_Detection annotation records_

[start]

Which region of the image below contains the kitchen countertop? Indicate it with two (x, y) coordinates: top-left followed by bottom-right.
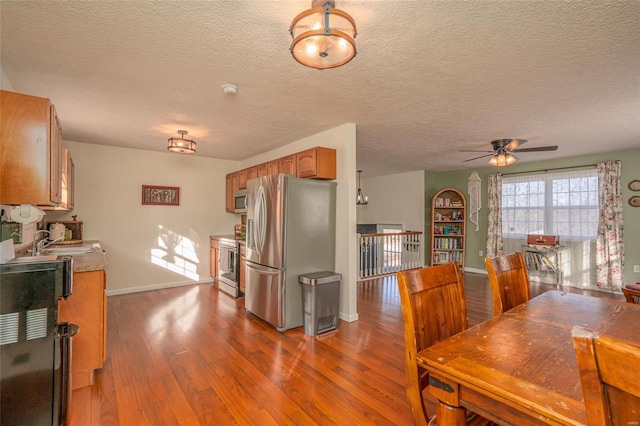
(50, 240), (109, 272)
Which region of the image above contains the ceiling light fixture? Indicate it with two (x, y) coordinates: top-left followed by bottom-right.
(489, 149), (518, 167)
(356, 170), (369, 206)
(289, 0), (357, 70)
(167, 130), (196, 154)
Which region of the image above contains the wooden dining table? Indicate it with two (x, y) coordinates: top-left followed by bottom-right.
(417, 290), (640, 426)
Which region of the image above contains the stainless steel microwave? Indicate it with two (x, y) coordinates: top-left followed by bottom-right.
(233, 189), (249, 213)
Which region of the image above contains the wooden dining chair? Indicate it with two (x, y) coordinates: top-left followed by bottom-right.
(396, 263), (491, 425)
(484, 253), (531, 316)
(572, 326), (640, 426)
(622, 284), (640, 305)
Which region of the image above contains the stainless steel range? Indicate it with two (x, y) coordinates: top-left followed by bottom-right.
(218, 237), (242, 297)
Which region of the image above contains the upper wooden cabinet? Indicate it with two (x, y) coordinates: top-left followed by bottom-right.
(225, 146), (336, 213)
(296, 146), (336, 179)
(0, 90), (62, 206)
(236, 166), (258, 189)
(279, 154), (297, 176)
(224, 172), (238, 213)
(42, 148), (75, 211)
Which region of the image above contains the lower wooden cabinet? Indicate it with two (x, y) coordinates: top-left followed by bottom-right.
(209, 238), (220, 280)
(58, 270), (107, 389)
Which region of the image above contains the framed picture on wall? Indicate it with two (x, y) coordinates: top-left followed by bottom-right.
(142, 185), (180, 206)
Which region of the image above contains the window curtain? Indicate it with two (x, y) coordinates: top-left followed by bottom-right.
(487, 173), (503, 257)
(596, 161), (624, 291)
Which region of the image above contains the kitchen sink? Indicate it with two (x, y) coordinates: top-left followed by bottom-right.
(43, 247), (96, 255)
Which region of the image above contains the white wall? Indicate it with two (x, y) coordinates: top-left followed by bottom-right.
(45, 141), (239, 295)
(354, 170), (425, 236)
(240, 123), (358, 321)
(0, 66), (15, 92)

[end]

_GIVEN REQUEST_
Reproduce the data unchanged, beginning with the line that contains "Which region of the image above contains the ceiling" and continuing through the line that contains "(43, 247), (96, 255)", with both of those lines included.

_EXERCISE OUTPUT_
Which region of the image above contains the ceiling light fixture? Indicate it with two (x, y) coordinates: top-left followed by bottom-right.
(489, 149), (518, 167)
(356, 170), (369, 206)
(289, 0), (357, 70)
(167, 130), (196, 154)
Which region of the image above contains the wooden dining table? Indicate it with two (x, y) coordinates: top-left followed by bottom-right.
(417, 290), (640, 426)
Which region of the image above contains the stainless steel microwave? Indicate it with two (x, y) coordinates: top-left followed by bottom-right.
(233, 189), (249, 213)
Which region of the image above contains the wooden dining chair? Indicate it with two (x, y) coordinates: top-left followed by bottom-right.
(396, 263), (491, 425)
(484, 253), (531, 316)
(572, 326), (640, 426)
(622, 284), (640, 305)
Which region of the image above contains the stainless steel range? Indicate it with two (x, y) coordinates: top-left followed by bottom-right.
(218, 237), (242, 297)
Which region of the image above contains the upper wooden cabinet? Indicate it with two (x, y) coordinates: top-left followed by bottom-right.
(225, 146), (336, 213)
(296, 146), (336, 179)
(0, 90), (62, 206)
(236, 166), (258, 189)
(279, 154), (297, 176)
(224, 172), (238, 213)
(42, 148), (75, 211)
Which region of the image above contains the lower wooden cabinet? Indicate it with two (x, y) coordinates: top-left followed by bottom-right.
(209, 238), (220, 280)
(58, 270), (107, 389)
Which region of the image above contains the framed picture on wall? Indicate it with two (x, y) coordinates: top-left followed by bottom-right.
(142, 185), (180, 206)
Which region of the image above contains the window curtain? Indicate it with two (x, y) coordinates: top-left followed by bottom-right.
(487, 173), (503, 257)
(596, 161), (624, 291)
Which region of the image above contains the kitchen sink? Indicate it with two (x, y) coordinates: top-left followed by bottom-right.
(43, 247), (96, 255)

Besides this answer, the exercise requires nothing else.